▶ **EXERCISE TASK**:
Starting with the line that contains "Please trace the outline of every instance of the toddler's", reproduce each line through the end of the entries exactly as written.

▶ **RAW DATA**:
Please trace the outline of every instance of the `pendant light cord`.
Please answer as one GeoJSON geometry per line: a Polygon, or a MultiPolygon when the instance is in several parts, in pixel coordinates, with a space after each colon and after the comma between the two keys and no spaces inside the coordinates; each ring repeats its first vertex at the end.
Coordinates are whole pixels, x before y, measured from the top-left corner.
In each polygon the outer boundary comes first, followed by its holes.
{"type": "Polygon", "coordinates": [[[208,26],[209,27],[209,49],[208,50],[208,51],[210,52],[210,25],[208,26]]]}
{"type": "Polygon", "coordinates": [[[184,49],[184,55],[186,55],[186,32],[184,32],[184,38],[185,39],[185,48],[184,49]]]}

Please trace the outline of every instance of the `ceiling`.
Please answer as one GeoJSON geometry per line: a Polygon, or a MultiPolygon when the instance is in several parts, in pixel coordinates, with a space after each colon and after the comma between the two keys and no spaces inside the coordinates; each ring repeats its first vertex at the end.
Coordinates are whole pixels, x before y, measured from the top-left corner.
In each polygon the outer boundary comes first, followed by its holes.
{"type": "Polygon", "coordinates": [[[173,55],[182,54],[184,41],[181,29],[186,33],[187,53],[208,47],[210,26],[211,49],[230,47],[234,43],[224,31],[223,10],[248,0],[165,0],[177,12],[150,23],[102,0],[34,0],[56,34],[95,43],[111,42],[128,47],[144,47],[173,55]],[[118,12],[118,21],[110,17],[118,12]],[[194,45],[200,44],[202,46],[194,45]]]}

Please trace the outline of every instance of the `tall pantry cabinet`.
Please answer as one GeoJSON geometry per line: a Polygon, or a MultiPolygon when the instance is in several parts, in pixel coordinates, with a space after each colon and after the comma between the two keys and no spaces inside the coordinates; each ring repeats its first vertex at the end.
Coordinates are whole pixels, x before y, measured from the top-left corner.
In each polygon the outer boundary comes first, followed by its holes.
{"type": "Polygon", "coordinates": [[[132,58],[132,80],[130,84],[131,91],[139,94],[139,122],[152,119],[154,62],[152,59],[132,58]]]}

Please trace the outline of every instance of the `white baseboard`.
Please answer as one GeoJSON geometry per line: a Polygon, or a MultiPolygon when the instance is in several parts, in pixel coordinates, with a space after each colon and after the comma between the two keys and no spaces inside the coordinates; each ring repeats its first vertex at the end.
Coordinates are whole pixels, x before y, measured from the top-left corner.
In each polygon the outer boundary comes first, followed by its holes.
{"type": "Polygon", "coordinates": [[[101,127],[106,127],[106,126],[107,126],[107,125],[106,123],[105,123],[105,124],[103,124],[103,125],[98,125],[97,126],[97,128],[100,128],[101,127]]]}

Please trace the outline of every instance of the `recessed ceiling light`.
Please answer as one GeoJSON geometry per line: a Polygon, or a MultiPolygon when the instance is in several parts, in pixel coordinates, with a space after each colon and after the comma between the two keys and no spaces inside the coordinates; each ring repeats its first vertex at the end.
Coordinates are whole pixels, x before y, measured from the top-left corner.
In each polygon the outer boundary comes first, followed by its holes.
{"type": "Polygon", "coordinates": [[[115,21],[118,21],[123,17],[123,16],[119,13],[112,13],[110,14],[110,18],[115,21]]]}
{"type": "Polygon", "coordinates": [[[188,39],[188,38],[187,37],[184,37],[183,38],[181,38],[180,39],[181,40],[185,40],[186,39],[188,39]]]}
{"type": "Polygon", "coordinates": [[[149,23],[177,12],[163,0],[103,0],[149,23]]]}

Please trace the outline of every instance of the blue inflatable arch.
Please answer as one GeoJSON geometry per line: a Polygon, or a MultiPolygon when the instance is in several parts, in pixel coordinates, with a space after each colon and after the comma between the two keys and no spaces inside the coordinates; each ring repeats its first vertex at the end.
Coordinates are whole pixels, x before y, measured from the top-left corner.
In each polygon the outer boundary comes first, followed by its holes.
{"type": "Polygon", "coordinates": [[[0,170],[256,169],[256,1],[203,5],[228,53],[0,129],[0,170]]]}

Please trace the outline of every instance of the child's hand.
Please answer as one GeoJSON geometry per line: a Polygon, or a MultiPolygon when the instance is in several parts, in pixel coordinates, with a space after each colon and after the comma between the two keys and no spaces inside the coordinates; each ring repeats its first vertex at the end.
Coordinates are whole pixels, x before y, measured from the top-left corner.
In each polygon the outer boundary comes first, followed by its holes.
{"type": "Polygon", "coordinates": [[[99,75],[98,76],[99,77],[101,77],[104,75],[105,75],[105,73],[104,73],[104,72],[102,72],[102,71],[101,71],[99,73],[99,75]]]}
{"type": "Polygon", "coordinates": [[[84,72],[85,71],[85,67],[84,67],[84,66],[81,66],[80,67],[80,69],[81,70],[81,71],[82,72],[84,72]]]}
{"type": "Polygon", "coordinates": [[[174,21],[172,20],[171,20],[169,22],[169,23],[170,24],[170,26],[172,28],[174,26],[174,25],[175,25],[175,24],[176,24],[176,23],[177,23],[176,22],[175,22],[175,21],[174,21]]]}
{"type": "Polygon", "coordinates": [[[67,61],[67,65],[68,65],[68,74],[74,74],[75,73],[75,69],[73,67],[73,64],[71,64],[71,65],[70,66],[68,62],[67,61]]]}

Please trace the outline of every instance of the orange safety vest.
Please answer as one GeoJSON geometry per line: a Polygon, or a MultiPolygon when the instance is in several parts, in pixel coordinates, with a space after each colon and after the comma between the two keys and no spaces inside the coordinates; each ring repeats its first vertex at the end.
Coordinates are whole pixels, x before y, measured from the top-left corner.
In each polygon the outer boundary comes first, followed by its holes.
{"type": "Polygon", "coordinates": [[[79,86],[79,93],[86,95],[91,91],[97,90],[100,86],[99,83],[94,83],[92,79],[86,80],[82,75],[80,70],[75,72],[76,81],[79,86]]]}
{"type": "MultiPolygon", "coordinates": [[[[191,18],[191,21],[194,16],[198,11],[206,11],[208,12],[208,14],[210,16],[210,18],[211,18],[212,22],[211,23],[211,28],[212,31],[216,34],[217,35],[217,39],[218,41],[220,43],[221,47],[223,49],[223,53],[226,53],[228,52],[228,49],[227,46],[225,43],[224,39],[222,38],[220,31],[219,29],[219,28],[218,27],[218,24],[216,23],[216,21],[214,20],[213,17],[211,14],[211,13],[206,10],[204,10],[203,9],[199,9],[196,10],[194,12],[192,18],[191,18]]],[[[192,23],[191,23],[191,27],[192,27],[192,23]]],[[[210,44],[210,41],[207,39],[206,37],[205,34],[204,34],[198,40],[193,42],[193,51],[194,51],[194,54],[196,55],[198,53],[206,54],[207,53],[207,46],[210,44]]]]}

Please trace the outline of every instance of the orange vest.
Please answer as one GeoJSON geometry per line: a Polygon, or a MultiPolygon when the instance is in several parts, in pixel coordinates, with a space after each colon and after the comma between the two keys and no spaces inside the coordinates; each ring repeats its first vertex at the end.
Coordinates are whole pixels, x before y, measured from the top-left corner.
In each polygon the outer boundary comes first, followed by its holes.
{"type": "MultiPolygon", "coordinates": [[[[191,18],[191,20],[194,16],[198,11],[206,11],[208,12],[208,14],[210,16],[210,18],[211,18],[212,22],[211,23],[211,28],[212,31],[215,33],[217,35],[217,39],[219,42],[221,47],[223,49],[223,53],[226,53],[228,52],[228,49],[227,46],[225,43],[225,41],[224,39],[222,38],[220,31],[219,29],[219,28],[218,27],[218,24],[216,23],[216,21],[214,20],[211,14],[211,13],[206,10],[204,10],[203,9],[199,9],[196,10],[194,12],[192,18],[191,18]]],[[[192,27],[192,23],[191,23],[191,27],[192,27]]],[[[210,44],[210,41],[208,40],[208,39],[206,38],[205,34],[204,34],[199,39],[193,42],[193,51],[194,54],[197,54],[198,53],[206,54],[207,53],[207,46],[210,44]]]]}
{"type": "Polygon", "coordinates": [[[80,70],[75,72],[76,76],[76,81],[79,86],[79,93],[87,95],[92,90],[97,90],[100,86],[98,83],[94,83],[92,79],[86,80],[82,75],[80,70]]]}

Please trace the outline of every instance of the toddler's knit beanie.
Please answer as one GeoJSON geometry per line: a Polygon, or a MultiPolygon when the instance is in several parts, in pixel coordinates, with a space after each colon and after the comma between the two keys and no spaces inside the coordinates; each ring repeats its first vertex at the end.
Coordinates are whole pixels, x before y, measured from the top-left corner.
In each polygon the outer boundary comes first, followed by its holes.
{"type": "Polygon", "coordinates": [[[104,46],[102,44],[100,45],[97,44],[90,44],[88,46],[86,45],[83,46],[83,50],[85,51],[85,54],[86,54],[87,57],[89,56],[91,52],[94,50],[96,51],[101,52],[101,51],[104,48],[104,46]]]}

▶ **SOLUTION FOR THIS PROBLEM**:
Please trace the outline of every instance of the toddler's knit beanie.
Please answer as one GeoJSON geometry per line: a Polygon, or a MultiPolygon when the instance is in several parts, in pixel coordinates, with a space after each colon and after the comma between the two keys and no spaces inside the coordinates; each ring repeats its first vertex at the end.
Coordinates are whole pixels, x before y, measured from the top-left corner.
In each polygon the outer boundary comes first, followed by its holes.
{"type": "Polygon", "coordinates": [[[104,46],[102,44],[100,45],[97,44],[90,44],[88,46],[86,45],[83,46],[83,50],[85,51],[85,54],[86,54],[87,57],[89,56],[91,52],[94,50],[96,51],[101,52],[101,51],[104,48],[104,46]]]}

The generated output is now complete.